**SOURCE PASSAGE**
▬▬▬

Every traveler everywhere balked at this newest fad trend thing because we've all been doing it for as long as we've been traveling. Eating is as much of the reason most travelers travel as seeing ancient ruins and touring museums and hiking on the Great Wall. It's an inherent, inextricable aspect of the whole business.

So. Culinary travel? It's not a thing because it's built in to the experience of a new destination as it is.

Phew. That was supposed to be my intro to eating in Tulum. I mucked it up and ranted instead! So let's just get to the good food, shall we?

Culinary travel. Hrmph! 

Charlie's (~$20-30 for two, including margaritas)
Warm up your palette and tolerance for spice at Charlie's, a Tulum staple known for their strong, handmade margaritas. Charlie's is located in town next to the ADO bus station. You can't miss it! We loved the chorizo empanadas and house made quacamole.


Tacoqueto (around $6 per person)
My favorite meal of the entire trip came from Tacoqueto, the hyper locals spot that's so homemade and local, I had to use my nominal Spanish to ask what was on the day's menu. Fortunately for me, since I couldn't catch everything the chef/hostess/server told me, there's an open kitchen in the back with vats of what's on the menu for that day. They obliged the crazy American girl by letting me order two dishes and giving me half portions of each. I would fly all the way back to Cancun and take the two hour bus ride to Tulum for the spicy Mexican chicken & noodle soup and meatballs in tomato sauce I had. Tacoqueto is on the south end of town, across the street from a bike rental shop. One of our taxi drivers told us it was his favorite restaurant in Tulum, and now it's mine, too.

▬▬▬

**STORED ROWS**
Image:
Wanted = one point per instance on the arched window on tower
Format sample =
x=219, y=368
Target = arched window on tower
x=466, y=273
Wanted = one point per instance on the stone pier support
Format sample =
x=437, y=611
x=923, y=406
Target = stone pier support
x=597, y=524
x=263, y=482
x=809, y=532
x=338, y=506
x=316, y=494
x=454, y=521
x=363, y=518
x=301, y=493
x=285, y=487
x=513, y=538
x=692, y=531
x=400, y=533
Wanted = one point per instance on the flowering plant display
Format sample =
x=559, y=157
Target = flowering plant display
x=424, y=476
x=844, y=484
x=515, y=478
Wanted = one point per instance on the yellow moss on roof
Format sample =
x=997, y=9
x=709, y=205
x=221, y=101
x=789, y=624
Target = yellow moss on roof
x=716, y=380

▬▬▬

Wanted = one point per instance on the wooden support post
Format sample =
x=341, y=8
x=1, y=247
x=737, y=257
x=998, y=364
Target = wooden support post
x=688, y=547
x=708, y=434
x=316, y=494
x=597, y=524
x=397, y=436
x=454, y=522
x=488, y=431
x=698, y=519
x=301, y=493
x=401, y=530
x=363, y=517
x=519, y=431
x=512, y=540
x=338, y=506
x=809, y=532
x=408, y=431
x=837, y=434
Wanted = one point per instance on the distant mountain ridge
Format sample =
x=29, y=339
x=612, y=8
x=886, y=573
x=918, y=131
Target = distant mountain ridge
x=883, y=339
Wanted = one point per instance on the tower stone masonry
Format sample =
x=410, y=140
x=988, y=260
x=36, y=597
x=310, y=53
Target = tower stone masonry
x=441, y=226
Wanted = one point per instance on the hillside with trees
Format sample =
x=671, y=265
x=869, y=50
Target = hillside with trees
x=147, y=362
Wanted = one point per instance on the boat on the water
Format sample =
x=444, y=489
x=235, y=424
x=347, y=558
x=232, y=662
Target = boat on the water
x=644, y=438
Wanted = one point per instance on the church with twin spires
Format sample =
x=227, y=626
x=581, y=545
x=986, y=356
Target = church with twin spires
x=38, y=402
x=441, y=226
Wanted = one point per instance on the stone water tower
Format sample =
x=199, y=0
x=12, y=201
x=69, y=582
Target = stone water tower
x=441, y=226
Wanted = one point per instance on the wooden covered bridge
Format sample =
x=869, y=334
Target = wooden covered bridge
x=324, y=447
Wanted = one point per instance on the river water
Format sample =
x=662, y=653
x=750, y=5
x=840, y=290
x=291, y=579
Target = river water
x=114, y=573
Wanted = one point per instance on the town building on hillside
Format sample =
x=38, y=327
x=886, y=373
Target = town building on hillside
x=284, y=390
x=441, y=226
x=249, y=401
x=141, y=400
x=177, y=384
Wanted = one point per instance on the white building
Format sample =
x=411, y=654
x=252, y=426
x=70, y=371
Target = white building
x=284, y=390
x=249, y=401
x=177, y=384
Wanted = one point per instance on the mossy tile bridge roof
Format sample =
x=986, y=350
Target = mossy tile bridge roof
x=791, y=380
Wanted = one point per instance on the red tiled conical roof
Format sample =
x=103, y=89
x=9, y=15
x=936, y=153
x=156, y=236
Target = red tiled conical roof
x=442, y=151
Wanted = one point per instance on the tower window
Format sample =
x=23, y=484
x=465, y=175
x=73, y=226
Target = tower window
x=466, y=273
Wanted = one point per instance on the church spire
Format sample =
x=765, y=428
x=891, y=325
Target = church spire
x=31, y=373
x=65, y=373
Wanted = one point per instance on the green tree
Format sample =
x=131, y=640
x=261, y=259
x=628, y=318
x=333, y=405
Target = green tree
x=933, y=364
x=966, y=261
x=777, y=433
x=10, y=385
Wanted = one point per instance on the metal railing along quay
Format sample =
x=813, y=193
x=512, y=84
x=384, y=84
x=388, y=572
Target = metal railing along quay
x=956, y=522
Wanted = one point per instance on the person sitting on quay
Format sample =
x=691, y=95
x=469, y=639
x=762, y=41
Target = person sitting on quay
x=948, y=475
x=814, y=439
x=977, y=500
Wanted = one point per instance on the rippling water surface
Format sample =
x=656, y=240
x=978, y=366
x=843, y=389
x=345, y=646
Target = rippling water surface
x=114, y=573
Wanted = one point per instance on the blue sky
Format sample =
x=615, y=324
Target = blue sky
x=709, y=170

▬▬▬

**REQUIREMENT 1**
Please reproduce part of the Tulum food passage word for word, starting at "Charlie's (~$20-30 for" and ending after "house made quacamole.".
**REQUIREMENT 2**
Carry on the Tulum food passage from its last sentence onward.

**EXERCISE RESPONSE 1**
Charlie's (~$20-30 for two, including margaritas)
Warm up your palette and tolerance for spice at Charlie's, a Tulum staple known for their strong, handmade margaritas. Charlie's is located in town next to the ADO bus station. You can't miss it! We loved the chorizo empanadas and house made quacamole.

**EXERCISE RESPONSE 2**
Taqueria el Carboncito ($12 for two, generously)
I don't have a good picture of this tiny thatched roof shack with plastic tables and chairs, but it was our second favorite meal of the trip, after Tacoqueto. The specialty is tacos al pastor, and they were bomb. It was Zan's first time having al pastor, and I loved introducing him to it. It's located in town, just north of Tacoqueto. There's another al pastor place, as well, almost directly across the street from Carboncito.

El Camello ($40 with drinks and enough food to feed 2)
If seafood is your jam, you're in the right place for it in Tulum. El Camello famously serves up that day's catch - it's so fresh it's quite possibly still moving a little when you take a bite. Zander explored this place solo, so I can't speak for the taste and quality myself, but he assures me that it was the best of the best. It was one of his favorite meals. He loved the octopus ceviche and the grilled fish. He ordered the "small" ceviche, and it could have fed a crowd, though I doubt he was disappointed to have it all to himself.


El Tabano ($30-40 for two, no alcohol)
When you're on the beach in Tulum, eating gets tricky. Well, it gets tricky if you're looking for authentic local food that won't break the bank. If you're good with mediocre, expensive food, you'll love eating on the beach! Snark aside, there are some good beach restaurants, but you need to be willing to pay more than you would in town. El Tabano is worth shelling out the extra pesos. We enjoyed stuffed jalapenos with chicken and bananas and caught-that-day fresh fish tacos. You can find this cozy, charming, quirky restaurant tucked on the west side of the road.


Mezzanine ($$$$)
Without intending to, we booked our vacation over Valentine's Day. We joked that we may never be able to live up to the standard we set our first one together, spent at a fancy Thai restaurant overlooking the beach in Tulum. It was pretty darn romantic and wonderful. It's not usually my cup or tea (or curry, as it may be) to eat at international restaurants in a new country, but for this place and the day, I made an exception to that rule. The chef at Mezzanine is Thai and has re-created traditional Thai dishes with Mexican flair. It makes for an exciting, palette stretching menu. Our favorite dishes were the spring rolls, pineapple curry, and (for Zan) the hog fish. Be prepared to drop some money if you choose to dine at Mezzanine, located at Mezzanine hotel on the beach.


Other places we enjoyed or wanted to enjoy but ran out of time...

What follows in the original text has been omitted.